● Task a
Lay out everything in the records below, from the line containing "Target: ceiling fan blade" down to the line containing "column 353, row 64", as a Markdown table with the columns Row and Line. Number each row and leave out blank lines.

# MSIS 2629 Spring 2019-Gun Violence in United States Project

## Team Members:

Xinran Li

Xin Zou

Chia-cheng Lin

Jui-Chuan Ma

## Dateset Exploration Roadmap

We started by [compiling all the datasets](https://docs.google.com/document/d/18wLsW_Fxxjvqqny4Dy7Dy-pm7umAD9WdH6EGEO0ggjo/edit) from the Vox article regarding gun violence in America to see the different kinds of datasets that are out there. There are only a handful of datasets that are easy to download so we started to explore those datasets.

The first one we found was the [gun violence record from 2013 - 2018 dataset](https://www.kaggle.com/jameslko/gun-violence-data) from Kaggle but quickly realized that a lot of variables are not clearly defined. We tried to capture this data directly from the source ([Gun Violence Archive](https://www.gunviolencearchive.org/)) but was not able to replicate the same data due to website limitations. The website only allowed us to download a fraction of the data at once and have no way to scrape the rest of the data.

The second one is a dataset that we decided to go with. This dataset contains information about [gun-deaths in the US from 2012 to 2014](https://www.kaggle.com/hakabuk/gun-deaths-in-the-us). This dataset is very clean and contains unique information such as victims'education and shooter's intent. There is also the police variable that indicates whether the police was involved, this will be interesting to examine comparing with the same variable in the previous dataset. The limitation of this dataset is that the time span is only three years. It will be hard to establish a trend with only three years of data. 

The last one is another dataset from Kaggle. This one is [mass shootings from 1966 to 2017](https://www.kaggle.com/zusmani/us-mass-shootings-last-50-years). We made an assumption that “mass shootings” is defined by both the intent of the shooter and the location of the shooter; the event usually takes place at a public/crowded place and/or the shooter has an intent to harm multiple people.  
This dataset is relatively clean, but we still made some modifications on some columns that will enable us to quickly generate visualizations. The limitation of this dataset is that three useful variables (Age,Employeed situation, Employed at) have more than 50% N/A varibles, it limits us to explore some questions related to these variables. Finally, because the dataset still has many useful information such as mass shooting location, target people and so on, we decided to go with this dataset even though it has some limitations.


## Dataset Discription

### gun-deaths in the US from 2012 to 2014 description

year: The year in which the fatality occurred.

● Dataset entries
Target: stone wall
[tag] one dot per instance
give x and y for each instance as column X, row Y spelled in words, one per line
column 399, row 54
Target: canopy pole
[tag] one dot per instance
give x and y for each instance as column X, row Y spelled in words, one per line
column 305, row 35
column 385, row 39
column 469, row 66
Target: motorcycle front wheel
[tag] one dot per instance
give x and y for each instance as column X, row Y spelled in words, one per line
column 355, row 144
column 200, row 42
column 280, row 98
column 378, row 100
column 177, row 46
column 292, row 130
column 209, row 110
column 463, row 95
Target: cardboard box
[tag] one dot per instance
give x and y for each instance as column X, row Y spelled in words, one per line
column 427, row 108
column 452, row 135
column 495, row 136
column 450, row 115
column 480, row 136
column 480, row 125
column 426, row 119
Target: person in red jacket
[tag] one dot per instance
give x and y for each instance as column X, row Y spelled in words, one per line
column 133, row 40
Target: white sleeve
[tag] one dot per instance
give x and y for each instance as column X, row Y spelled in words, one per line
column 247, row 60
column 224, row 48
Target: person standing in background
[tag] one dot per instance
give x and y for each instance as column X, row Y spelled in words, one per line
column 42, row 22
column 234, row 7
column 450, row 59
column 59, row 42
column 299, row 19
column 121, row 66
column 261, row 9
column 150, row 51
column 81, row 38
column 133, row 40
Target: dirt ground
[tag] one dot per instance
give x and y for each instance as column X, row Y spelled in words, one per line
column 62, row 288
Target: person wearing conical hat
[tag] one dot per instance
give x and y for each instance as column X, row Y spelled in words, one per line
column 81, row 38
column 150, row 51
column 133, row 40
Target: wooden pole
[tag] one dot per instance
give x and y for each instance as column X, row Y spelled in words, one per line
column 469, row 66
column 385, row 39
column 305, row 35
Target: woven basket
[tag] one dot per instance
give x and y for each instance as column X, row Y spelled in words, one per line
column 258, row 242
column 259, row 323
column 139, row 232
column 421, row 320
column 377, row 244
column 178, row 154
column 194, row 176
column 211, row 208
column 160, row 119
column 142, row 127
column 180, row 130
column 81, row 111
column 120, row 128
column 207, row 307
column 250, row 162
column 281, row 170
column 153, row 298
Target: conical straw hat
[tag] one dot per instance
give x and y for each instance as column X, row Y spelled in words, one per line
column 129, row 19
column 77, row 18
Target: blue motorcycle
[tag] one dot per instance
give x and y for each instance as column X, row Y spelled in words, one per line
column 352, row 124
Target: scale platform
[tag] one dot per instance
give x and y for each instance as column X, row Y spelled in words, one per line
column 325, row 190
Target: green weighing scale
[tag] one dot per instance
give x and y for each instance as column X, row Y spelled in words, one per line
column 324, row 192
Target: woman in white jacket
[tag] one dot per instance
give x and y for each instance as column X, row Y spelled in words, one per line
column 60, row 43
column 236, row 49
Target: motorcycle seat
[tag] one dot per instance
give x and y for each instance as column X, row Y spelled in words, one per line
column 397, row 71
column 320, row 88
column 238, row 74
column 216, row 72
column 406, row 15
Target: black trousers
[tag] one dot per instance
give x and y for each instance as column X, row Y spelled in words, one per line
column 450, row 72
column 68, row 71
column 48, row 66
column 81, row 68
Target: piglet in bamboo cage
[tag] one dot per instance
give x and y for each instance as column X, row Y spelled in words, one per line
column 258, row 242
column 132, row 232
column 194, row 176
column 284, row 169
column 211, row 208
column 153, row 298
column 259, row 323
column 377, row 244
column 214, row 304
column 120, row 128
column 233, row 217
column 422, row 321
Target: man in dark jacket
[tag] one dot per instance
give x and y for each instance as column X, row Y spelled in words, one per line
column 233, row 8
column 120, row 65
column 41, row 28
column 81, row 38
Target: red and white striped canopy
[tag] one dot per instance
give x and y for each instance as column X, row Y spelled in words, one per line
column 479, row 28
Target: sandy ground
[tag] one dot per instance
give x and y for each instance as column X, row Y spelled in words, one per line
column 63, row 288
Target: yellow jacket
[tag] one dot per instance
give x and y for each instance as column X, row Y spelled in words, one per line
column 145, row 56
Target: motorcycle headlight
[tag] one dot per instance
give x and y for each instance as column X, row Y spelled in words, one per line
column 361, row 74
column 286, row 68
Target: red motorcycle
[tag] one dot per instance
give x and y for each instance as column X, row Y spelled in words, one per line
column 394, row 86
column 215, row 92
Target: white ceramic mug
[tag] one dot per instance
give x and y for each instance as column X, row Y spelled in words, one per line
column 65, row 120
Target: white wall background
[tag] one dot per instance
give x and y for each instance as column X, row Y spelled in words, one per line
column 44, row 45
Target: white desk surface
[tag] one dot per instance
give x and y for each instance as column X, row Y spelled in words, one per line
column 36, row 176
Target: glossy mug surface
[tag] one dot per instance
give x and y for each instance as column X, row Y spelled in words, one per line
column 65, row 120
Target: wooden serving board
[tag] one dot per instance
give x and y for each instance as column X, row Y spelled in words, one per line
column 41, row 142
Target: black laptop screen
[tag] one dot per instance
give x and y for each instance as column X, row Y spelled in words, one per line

==

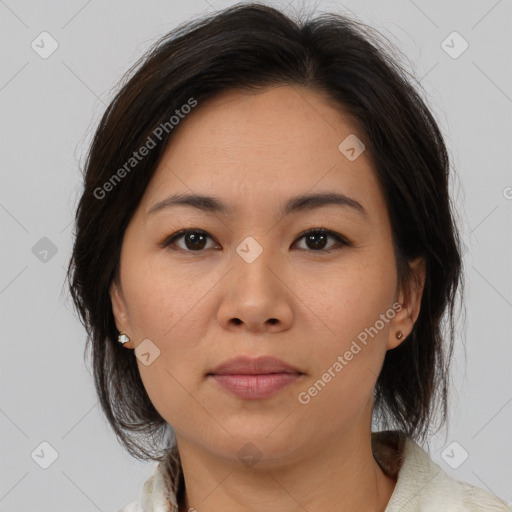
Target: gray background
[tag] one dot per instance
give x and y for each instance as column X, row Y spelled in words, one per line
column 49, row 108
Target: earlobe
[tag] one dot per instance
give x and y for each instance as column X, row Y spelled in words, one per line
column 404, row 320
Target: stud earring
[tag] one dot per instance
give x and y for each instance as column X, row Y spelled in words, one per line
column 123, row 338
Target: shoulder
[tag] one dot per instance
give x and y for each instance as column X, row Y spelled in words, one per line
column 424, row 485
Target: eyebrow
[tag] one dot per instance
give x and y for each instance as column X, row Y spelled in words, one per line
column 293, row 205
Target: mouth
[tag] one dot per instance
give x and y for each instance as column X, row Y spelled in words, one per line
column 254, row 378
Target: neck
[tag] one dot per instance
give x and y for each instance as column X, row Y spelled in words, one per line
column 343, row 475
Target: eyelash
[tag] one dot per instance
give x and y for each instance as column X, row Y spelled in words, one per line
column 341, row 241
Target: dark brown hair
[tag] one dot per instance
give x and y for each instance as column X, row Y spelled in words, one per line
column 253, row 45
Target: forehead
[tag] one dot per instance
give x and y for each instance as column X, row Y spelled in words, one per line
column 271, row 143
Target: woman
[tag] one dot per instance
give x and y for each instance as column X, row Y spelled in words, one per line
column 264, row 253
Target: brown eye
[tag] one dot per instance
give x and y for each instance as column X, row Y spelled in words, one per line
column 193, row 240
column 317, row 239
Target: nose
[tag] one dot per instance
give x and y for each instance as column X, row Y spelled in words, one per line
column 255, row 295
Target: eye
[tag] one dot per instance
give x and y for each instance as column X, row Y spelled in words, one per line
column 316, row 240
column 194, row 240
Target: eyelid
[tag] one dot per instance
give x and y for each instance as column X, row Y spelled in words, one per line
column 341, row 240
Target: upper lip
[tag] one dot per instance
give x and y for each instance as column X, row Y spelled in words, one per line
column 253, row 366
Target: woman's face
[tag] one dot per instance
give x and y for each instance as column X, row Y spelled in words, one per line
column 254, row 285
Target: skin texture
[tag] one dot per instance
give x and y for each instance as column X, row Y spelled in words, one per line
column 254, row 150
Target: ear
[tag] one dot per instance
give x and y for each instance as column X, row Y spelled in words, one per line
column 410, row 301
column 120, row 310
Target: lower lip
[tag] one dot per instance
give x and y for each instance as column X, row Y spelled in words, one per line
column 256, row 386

* * *

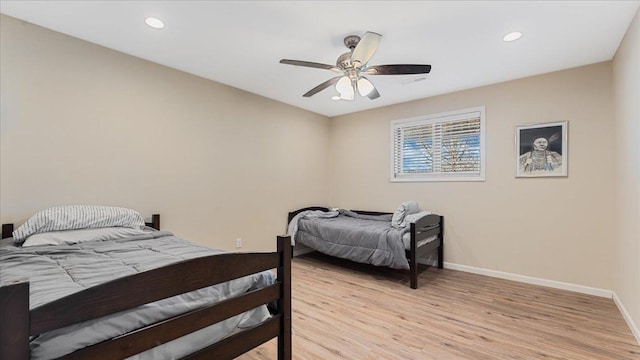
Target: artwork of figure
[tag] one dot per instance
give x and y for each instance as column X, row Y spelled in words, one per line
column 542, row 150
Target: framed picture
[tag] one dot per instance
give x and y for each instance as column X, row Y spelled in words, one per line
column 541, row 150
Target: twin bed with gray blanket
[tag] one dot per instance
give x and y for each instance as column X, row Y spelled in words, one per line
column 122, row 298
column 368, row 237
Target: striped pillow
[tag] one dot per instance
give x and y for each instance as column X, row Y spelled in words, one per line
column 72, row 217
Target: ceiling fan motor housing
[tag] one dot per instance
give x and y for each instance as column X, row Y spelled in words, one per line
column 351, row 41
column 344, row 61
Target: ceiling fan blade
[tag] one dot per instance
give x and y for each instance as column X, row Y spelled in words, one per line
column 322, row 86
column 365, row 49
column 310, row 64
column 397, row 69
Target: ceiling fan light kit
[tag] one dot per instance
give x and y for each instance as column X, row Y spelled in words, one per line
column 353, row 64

● Task b
Print everything in the gun violence project text from "The last one" down to "harm multiple people.".

● Written response a
| Row | Line |
|---|---|
| 1 | Target: ceiling fan blade |
| 2 | [tag] one dot per instance |
| 3 | give x and y for each instance as column X, row Y spelled in words, one per line |
| 4 | column 322, row 86 |
| 5 | column 365, row 49 |
| 6 | column 310, row 64 |
| 7 | column 397, row 69 |
| 8 | Target: ceiling fan light kit |
| 9 | [tag] one dot per instance |
| 10 | give x and y for each instance as column X, row Y spelled in words, one per line |
| 11 | column 353, row 64 |

● Written response b
The last one is another dataset from Kaggle. This one is [mass shootings from 1966 to 2017](https://www.kaggle.com/zusmani/us-mass-shootings-last-50-years). We made an assumption that “mass shootings” is defined by both the intent of the shooter and the location of the shooter; the event usually takes place at a public/crowded place and/or the shooter has an intent to harm multiple people.